_DIRECTION:_ Copy out each line of the material below with no changes.

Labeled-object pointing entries
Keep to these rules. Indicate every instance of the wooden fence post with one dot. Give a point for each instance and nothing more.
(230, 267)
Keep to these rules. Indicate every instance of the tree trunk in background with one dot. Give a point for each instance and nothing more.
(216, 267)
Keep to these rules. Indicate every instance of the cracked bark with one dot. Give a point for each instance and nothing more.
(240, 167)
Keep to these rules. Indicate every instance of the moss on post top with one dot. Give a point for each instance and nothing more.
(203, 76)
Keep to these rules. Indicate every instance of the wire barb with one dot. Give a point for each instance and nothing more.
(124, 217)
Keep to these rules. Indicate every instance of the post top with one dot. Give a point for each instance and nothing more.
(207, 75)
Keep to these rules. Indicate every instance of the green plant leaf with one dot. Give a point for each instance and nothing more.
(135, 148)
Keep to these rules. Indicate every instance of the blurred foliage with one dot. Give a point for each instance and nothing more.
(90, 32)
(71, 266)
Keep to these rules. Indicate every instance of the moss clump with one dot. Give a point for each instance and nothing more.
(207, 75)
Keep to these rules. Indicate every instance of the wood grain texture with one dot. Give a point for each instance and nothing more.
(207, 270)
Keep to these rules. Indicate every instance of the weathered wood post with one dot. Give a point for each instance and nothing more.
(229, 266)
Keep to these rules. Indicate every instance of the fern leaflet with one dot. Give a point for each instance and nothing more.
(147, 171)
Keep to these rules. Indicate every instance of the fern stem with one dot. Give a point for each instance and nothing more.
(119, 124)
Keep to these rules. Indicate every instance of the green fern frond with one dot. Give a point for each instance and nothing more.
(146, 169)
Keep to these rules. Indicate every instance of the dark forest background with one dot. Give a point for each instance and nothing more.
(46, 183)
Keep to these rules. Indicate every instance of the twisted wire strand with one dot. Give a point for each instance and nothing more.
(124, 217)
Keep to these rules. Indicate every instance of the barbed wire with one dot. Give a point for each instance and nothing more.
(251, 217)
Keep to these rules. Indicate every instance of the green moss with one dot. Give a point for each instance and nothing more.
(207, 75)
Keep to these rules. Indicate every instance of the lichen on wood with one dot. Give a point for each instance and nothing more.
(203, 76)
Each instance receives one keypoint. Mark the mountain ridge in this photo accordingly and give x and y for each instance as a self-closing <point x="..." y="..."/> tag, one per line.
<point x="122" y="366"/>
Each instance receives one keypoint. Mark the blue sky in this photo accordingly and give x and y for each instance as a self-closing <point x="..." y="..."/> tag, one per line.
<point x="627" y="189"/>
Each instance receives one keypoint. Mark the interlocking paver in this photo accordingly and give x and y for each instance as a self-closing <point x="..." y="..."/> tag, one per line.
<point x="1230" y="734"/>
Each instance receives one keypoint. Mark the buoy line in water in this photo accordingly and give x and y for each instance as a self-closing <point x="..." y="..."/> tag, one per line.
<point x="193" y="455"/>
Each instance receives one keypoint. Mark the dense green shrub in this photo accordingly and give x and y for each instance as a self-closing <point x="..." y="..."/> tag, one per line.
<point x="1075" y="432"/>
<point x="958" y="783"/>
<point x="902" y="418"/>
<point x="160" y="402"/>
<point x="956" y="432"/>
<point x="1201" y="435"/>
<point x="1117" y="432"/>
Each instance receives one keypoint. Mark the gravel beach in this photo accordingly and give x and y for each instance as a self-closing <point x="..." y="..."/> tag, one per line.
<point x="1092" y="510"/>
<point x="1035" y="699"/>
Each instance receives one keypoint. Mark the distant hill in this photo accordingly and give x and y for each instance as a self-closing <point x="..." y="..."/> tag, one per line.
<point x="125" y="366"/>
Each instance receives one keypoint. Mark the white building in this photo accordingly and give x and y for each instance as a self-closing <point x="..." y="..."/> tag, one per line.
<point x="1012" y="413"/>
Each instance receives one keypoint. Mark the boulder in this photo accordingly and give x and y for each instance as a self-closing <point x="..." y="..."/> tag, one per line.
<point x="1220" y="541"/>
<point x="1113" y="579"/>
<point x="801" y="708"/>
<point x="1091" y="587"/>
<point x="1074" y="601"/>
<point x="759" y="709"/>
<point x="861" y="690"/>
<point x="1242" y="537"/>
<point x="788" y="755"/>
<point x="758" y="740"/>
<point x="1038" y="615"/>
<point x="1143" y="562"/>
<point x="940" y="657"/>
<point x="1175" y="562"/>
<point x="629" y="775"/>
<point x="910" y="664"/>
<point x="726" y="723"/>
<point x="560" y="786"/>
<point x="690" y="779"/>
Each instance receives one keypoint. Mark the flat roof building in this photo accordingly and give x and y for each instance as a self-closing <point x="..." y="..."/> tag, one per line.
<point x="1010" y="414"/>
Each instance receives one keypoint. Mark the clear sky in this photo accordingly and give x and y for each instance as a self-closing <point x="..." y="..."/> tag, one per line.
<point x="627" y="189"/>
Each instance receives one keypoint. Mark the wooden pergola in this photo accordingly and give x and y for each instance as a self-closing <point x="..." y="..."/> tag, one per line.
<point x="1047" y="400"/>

_TASK SOLUTION:_
Keep to these rules. Indicate every instance of the wooden fence post with one dot. Give a point for each instance and nothing more.
(230, 267)
Keep to these rules. Indicate every instance of the tree trunk in background with one dot. Give a point for each instance and nothing more.
(216, 267)
Keep to these rules. Indicate every instance of the cracked bark with one dot. Give a point for each instance and nothing more.
(240, 167)
Keep to these rules. Indicate every instance of the moss on post top with one dot. Give a point for each instance and nothing more.
(203, 76)
Keep to these rules. Indicate every instance of the wire barb with one dot. Give a point for each instance and nothing more.
(124, 217)
Keep to these rules. Indicate every instance of the post top with one dot. Give a point for each instance and nothing more.
(207, 75)
Keep to these rules. Indicate every instance of the green plant leaf with one dot. Give a point for each instance and nothing more.
(135, 148)
Keep to these rules. Indicate every instance of the blurred foliage with one dot. Give a point for each instance and nothing more.
(90, 32)
(71, 266)
Keep to these rules. Indicate every instance of the moss clump with one dot. Give a point for each instance and nothing more.
(207, 75)
Keep to these rules. Indicate every instance of the wood grain texture with one dot. Give a point for each instance and nothing more.
(207, 270)
Keep to these rules. Indicate every instance of the weathered wood post with one dot. Give a point for each instance and nothing more.
(229, 266)
Keep to these rules. Indicate every instance of the fern leaflet with one dot. Give a point for each instance and nothing more.
(147, 171)
Keep to these rules. Indicate every instance of the fern stem with one dot. Give a point for each instance and nothing more.
(119, 124)
Keep to these rules. Indicate every instance of the green fern frond with one dot. Give a point for each instance and nothing more.
(146, 169)
Keep to these rules. Indicate every instance of the dark forest background with one dot. Give a point for each instance and nothing more.
(46, 183)
Keep to these rules. Indicate every instance of the twisted wire strand with one dot. Give a point for each instance and nothing more.
(124, 217)
Keep to these rules. Indicate every instance of the barbed wire with one dot. Give a point for each instance and nothing more.
(251, 217)
Keep to these rules. Indicate every instance of the green moss with one dot. Give a point for each instance and nothing more.
(207, 75)
Keep to these rules. Indicate every instance of the lichen on wood with one dot. Give a point for each instance and nothing more.
(203, 76)
Each instance receives one keypoint. Mark the mountain ridge in this photo accordingly and give x and y for each instance as a self-closing <point x="..." y="..."/> tag, one per line.
<point x="122" y="366"/>
Each instance receives one keypoint. Mark the blue sky in this photo accordingly and give x and y for each instance as a self-closing <point x="..." y="..."/> tag, one per line.
<point x="627" y="189"/>
Each instance receives one keypoint. Mark the interlocking paver in this photo accordingly and give x and y for each instance as a self-closing <point x="..." y="..."/> tag, one per line.
<point x="1230" y="734"/>
Each instance receives one keypoint. Mark the buoy line in water in this photo accordingly and give x and y for each instance as a self-closing <point x="..." y="..."/> tag, one per line.
<point x="193" y="455"/>
Each instance receives one keypoint. Mark the dense green shrub in this photo accordingly and give x and y for each instance as a self-closing <point x="..." y="..."/> tag, one per line.
<point x="1075" y="432"/>
<point x="958" y="783"/>
<point x="902" y="418"/>
<point x="160" y="402"/>
<point x="956" y="432"/>
<point x="1201" y="435"/>
<point x="1117" y="432"/>
Each instance receives one keypoint. Mark the gravel beach in this photo accordingly and give x and y for each instance as a self-closing <point x="..." y="..."/> tag, one per line.
<point x="1092" y="510"/>
<point x="1035" y="699"/>
Each instance receives one keypoint. Mark the distant hill in this photo accordingly and give x and y for each instance as a self-closing <point x="..." y="..."/> tag, one per line.
<point x="125" y="366"/>
Each instance receives one keypoint. Mark the white building in this photo accordingly and give x and y for each instance as a self-closing <point x="..." y="..."/> tag, one per line.
<point x="1012" y="413"/>
Each instance receives one keypoint. Mark the boulder in this photo accordingly and give x and y for each instance as a self-closing <point x="..." y="..."/> tag, one per line.
<point x="1220" y="541"/>
<point x="1113" y="579"/>
<point x="801" y="708"/>
<point x="1091" y="587"/>
<point x="1074" y="601"/>
<point x="759" y="709"/>
<point x="861" y="690"/>
<point x="1242" y="537"/>
<point x="788" y="755"/>
<point x="758" y="740"/>
<point x="1038" y="615"/>
<point x="1143" y="562"/>
<point x="940" y="657"/>
<point x="1175" y="562"/>
<point x="629" y="775"/>
<point x="910" y="664"/>
<point x="726" y="723"/>
<point x="560" y="786"/>
<point x="690" y="779"/>
Each instance receives one keypoint. Mark the flat roof building in this photo accordingly and give x and y for each instance as a self-closing <point x="..." y="..."/> tag, one per line.
<point x="1010" y="414"/>
Each instance receives one keypoint. Mark the clear sky in this photo accordingly and give x and y for each instance as a self-closing <point x="..." y="..."/> tag, one per line.
<point x="627" y="189"/>
Each instance receives one keypoint. Mark the wooden pergola in this photo accordingly and give x and y for each instance as a self-closing <point x="..." y="..."/> tag, one per line.
<point x="1047" y="400"/>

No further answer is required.